PROBLEM DESCRIPTION: Copy each line below that contains "dark".

INFORMATION GIVEN:
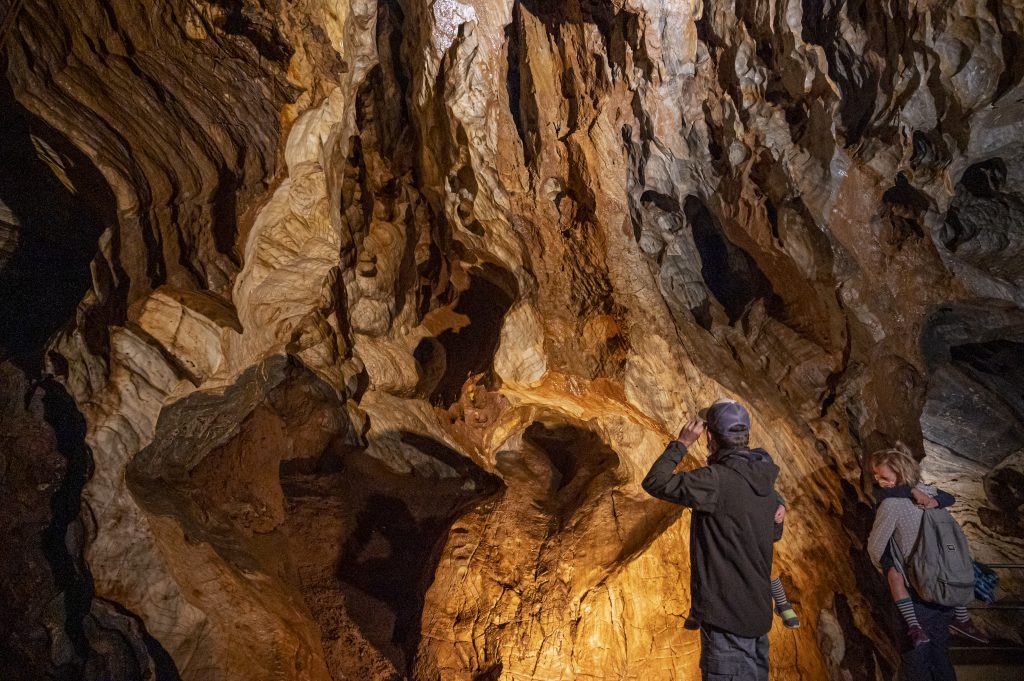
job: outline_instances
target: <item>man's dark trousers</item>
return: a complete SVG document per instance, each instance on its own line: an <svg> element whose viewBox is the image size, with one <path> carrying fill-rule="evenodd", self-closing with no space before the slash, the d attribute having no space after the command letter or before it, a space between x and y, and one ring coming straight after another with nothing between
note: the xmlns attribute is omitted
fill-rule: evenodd
<svg viewBox="0 0 1024 681"><path fill-rule="evenodd" d="M700 677L703 681L768 681L768 635L748 638L702 626Z"/></svg>
<svg viewBox="0 0 1024 681"><path fill-rule="evenodd" d="M956 671L949 661L949 625L953 621L953 609L915 601L914 612L931 641L903 653L907 680L956 681Z"/></svg>

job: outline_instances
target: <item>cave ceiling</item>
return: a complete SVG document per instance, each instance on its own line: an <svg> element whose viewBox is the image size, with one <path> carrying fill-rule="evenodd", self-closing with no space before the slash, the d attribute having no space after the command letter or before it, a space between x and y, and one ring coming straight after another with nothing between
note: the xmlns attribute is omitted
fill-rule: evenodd
<svg viewBox="0 0 1024 681"><path fill-rule="evenodd" d="M1019 3L0 16L5 680L696 678L639 483L721 396L773 678L892 677L882 445L1024 562Z"/></svg>

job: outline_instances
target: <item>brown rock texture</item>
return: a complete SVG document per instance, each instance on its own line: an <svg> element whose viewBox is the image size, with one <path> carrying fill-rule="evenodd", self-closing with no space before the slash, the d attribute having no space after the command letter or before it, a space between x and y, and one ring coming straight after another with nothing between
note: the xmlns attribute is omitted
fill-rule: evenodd
<svg viewBox="0 0 1024 681"><path fill-rule="evenodd" d="M881 445L1024 562L1018 3L8 5L12 678L698 678L640 481L720 396L772 678L895 673Z"/></svg>

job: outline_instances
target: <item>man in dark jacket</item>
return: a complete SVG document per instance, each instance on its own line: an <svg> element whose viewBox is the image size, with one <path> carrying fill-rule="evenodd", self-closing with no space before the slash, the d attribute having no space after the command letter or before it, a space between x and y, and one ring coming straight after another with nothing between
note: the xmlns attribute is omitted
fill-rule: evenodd
<svg viewBox="0 0 1024 681"><path fill-rule="evenodd" d="M708 465L674 473L687 448L708 436ZM779 469L748 449L750 415L719 400L707 422L690 421L644 478L651 496L693 509L690 521L691 617L700 626L705 681L767 681L774 494Z"/></svg>

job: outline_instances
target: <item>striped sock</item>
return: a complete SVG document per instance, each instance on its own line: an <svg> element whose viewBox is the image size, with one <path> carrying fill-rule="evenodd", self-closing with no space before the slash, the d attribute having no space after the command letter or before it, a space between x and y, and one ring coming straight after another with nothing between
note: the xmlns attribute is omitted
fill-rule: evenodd
<svg viewBox="0 0 1024 681"><path fill-rule="evenodd" d="M779 612L793 607L789 604L789 599L786 598L786 590L782 588L782 577L772 580L772 600L775 601L775 609Z"/></svg>
<svg viewBox="0 0 1024 681"><path fill-rule="evenodd" d="M902 598L896 601L896 607L899 608L900 614L903 615L903 619L906 620L908 627L921 626L917 621L917 613L914 612L914 601L909 598Z"/></svg>
<svg viewBox="0 0 1024 681"><path fill-rule="evenodd" d="M971 619L971 616L967 614L967 606L964 605L953 608L953 614L956 616L957 622L966 622Z"/></svg>

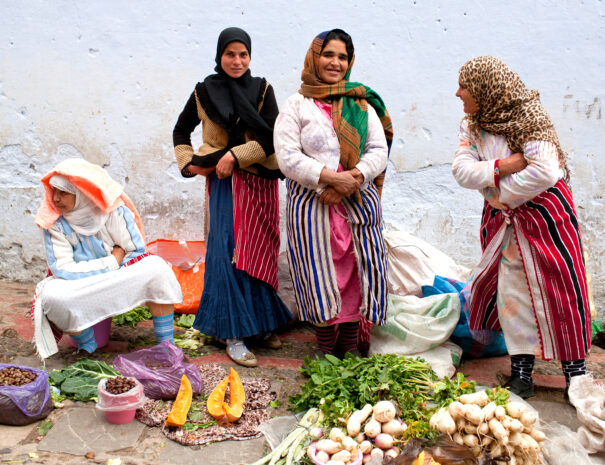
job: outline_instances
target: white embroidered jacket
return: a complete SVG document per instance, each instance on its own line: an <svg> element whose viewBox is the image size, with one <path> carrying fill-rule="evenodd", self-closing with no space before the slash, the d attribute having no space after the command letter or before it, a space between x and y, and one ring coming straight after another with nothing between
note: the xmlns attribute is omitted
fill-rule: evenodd
<svg viewBox="0 0 605 465"><path fill-rule="evenodd" d="M325 167L338 170L340 143L330 120L312 98L296 93L281 108L273 143L282 173L299 184L321 191L319 175ZM368 105L368 134L357 169L364 176L364 189L387 166L387 142L376 111Z"/></svg>

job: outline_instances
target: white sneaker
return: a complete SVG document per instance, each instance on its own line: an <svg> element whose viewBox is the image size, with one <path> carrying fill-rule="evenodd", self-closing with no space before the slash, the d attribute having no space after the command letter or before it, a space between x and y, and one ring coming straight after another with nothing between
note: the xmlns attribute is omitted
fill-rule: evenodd
<svg viewBox="0 0 605 465"><path fill-rule="evenodd" d="M256 357L241 339L227 339L227 355L235 363L245 367L255 367L258 365Z"/></svg>

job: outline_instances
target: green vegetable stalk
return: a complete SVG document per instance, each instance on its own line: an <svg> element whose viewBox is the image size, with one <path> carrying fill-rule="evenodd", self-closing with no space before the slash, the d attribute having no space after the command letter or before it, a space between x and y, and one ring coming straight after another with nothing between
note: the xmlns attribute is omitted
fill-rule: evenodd
<svg viewBox="0 0 605 465"><path fill-rule="evenodd" d="M322 421L321 412L312 408L301 418L294 431L284 439L272 452L251 465L292 465L297 463L304 454L302 445L309 442L308 431ZM302 453L301 453L302 452Z"/></svg>

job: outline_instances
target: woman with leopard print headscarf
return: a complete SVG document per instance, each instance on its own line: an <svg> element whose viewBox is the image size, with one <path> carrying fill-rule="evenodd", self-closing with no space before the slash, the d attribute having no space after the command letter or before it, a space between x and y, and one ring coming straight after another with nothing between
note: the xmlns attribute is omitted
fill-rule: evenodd
<svg viewBox="0 0 605 465"><path fill-rule="evenodd" d="M497 58L466 62L456 96L466 117L452 172L485 198L471 330L484 340L504 332L505 386L523 398L533 395L535 357L561 360L567 398L570 378L586 372L591 323L565 153L539 93Z"/></svg>

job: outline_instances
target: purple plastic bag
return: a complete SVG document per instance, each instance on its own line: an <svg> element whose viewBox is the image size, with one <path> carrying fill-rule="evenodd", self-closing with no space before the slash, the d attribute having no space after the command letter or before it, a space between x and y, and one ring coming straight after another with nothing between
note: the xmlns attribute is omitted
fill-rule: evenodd
<svg viewBox="0 0 605 465"><path fill-rule="evenodd" d="M148 349L118 355L113 367L139 381L151 399L174 399L179 392L181 377L187 375L194 394L202 392L202 375L192 363L183 361L183 350L171 341Z"/></svg>
<svg viewBox="0 0 605 465"><path fill-rule="evenodd" d="M22 365L0 363L2 368L32 371L37 377L23 386L0 386L0 423L22 426L46 418L53 409L48 372Z"/></svg>

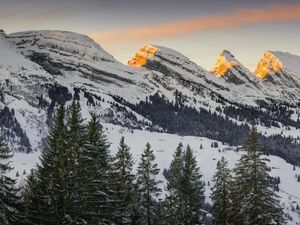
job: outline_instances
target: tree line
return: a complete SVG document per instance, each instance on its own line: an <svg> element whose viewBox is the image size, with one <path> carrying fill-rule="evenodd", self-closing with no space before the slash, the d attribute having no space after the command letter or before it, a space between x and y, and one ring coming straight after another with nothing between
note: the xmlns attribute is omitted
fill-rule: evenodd
<svg viewBox="0 0 300 225"><path fill-rule="evenodd" d="M188 98L186 95L179 91L175 91L174 95L175 102L169 101L163 94L155 93L147 97L145 101L137 104L129 103L119 96L113 96L113 98L116 102L130 107L133 111L152 121L154 124L152 129L156 125L163 128L167 133L207 137L232 146L239 146L245 143L251 130L249 123L259 125L265 121L263 122L264 125L271 126L274 121L271 121L270 115L279 116L283 124L289 125L287 123L288 119L286 119L286 123L283 121L284 115L289 115L289 113L276 114L276 108L278 109L278 107L271 110L269 114L261 114L258 109L250 109L242 105L236 105L238 109L231 113L230 107L224 106L223 113L225 115L228 113L228 115L223 117L219 115L219 112L222 111L221 108L215 112L212 112L210 109L195 108L184 104ZM220 98L217 100L219 103L225 104L227 102L222 96L218 96L218 98ZM260 108L265 106L262 102L259 104L261 105ZM287 111L290 112L289 110ZM236 118L242 123L238 124L230 118ZM248 121L248 124L246 121ZM269 125L266 121L270 122ZM300 165L299 144L296 138L281 134L265 136L265 134L261 133L258 134L258 137L267 154L273 154L291 164Z"/></svg>
<svg viewBox="0 0 300 225"><path fill-rule="evenodd" d="M212 221L204 208L204 182L189 145L180 143L168 170L164 193L149 143L136 172L130 147L118 152L95 114L83 123L80 106L61 106L40 163L23 187L8 176L12 152L0 139L0 224L3 225L240 225L284 223L270 167L253 127L245 154L233 171L222 158L212 187Z"/></svg>

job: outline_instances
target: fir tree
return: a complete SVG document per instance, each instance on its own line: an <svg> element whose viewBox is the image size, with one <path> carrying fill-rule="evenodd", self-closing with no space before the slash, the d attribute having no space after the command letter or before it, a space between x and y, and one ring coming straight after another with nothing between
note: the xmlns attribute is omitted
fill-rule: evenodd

TASK OUTPUT:
target: <item>man's dark trousers</item>
target: <item>man in dark jacket</item>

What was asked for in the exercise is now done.